**REQUIRED TASKS**
1. In the RCU commit message below, what does lockdep report in kernels built with CONFIG_PROVE_RAW_LOCK_NESTING?
2. Carry on the RCU commit message below, starting right after its final sentence.

**PROVIDED PASSAGE**
—————

All of lore.kernel.org
 help / color / mirror / Atom feed
* [tip: core/rcu] rcu/tree: Allocate a page when caller is preemptible
@ 2020-10-09 17:01 tip-bot2 for Uladzislau Rezki (Sony)
  0 siblings, 0 replies; only message in thread
From: tip-bot2 for Uladzislau Rezki (Sony) @ 2020-10-09 17:01 UTC (permalink / raw)
  To: linux-tip-commits
  Cc: Sebastian Andrzej Siewior, Uladzislau Rezki (Sony),
	Paul E. McKenney, x86, LKML

The following commit has been merged into the core/rcu branch of tip:

Commit-ID:     16a6320addfc4692a79aa452eefd40460fff4959
Gitweb:        https://git.kernel.org/tip/16a6320addfc4692a79aa452eefd40460fff4959
Author:        Uladzislau Rezki (Sony) <urezki@gmail.com>
AuthorDate:    Tue, 22 Sep 2020 21:06:22 +02:00
Committer:     Paul E. McKenney <paulmck@kernel.org>
CommitterDate: Thu, 01 Oct 2020 09:05:17 -07:00

rcu/tree: Allocate a page when caller is preemptible

The current memory-allocation interface poses the following challenges:

a)	In kernels built with CONFIG_PROVE_RAW_LOCK_NESTING, lockdep
	complains ("BUG: Invalid wait context").  This complaint is due
	to the memory allocator acquiring non-raw spinlocks while a raw
	spinlocks is held.  This problem can also arise if kvfree_rcu()
	is invoked while holding a raw spinlock.

b)	In -rt kernels built with CONFIG_PREEMPT_RT, the situation
	described in (a) above results in an attempt to acquire a
	sleeplock while holding a spinlock, which is of course forbidden.
	This can lead to "BUG: scheduling while atomic".

—————

**MATERIAL PROVIDED**
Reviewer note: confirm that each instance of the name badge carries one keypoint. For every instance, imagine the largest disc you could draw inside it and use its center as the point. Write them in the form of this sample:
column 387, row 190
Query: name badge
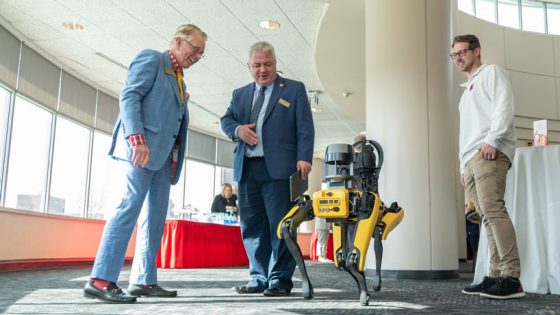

—————

**OUTPUTS BY TASK**
1. "BUG: Invalid wait context"

2.
c)	Please note that call_rcu() is invoked from raw atomic context,
	so that kfree_rcu() and kvfree_rcu() are therefore also expected
	to be callable from atomic raw context as well.

However given that CONFIG_PREEMPT_COUNT is unconditionally enabled
by the earlier commits in this series, the preemptible() macro now
properly detects preempt-disable code regions even in kernels built
with CONFIG_PREEMPT_NONE.

This commit therefore uses preemptible() to determine whether allocation
is possible at all for double-argument kvfree_rcu().  If !preemptible(),
then allocation is not possible, and kvfree_rcu() falls back to using
the less cache-friendly rcu_head approach.  Even when preemptible(),
the caller might be involved in reclaim, so the GFP_ flags used by
double-argument kvfree_rcu() must avoid invoking reclaim processing.

Note that single-argument kvfree_rcu() must be invoked in sleepable
contexts, and that its fallback is the relatively high latency
synchronize_rcu().  Single-argument kvfree_rcu() therefore uses
GFP_KERNEL|__GFP_RETRY_MAYFAIL to allow limited sleeping within the
memory allocator.

Link: https://lore.kernel.org/lkml/20200630164543.4mdcf6zb4zfclhln@linutronix.de/
Fixes: 3042f83f19be ("rcu: Support reclaim for head-less object")
Reported-by: Sebastian Andrzej Siewior <bigeasy@linutronix.de>
[ paulmck: Add add_ptr_to_bulk_krc_lock header comment per Michal Hocko. ]
Signed-off-by: Uladzislau Rezki (Sony) <urezki@gmail.com>
Signed-off-by: Paul E. McKenney <paulmck@kernel.org>
---
 kernel/rcu/tree.c | 78 ++++++++++++++++------------------------------
 1 file changed, 28 insertions(+), 50 deletions(-)

diff --git a/kernel/rcu/tree.c b/kernel/rcu/tree.c
index 8ce77d9..39ac930 100644
--- a/kernel/rcu/tree.c
+++ b/kernel/rcu/tree.c
@@ -3166,7 +3166,7 @@ static void kfree_rcu_work(struct work_struct *work)
 			krc_this_cpu_unlock(krcp, flags);
 
 			if (bkvhead[i])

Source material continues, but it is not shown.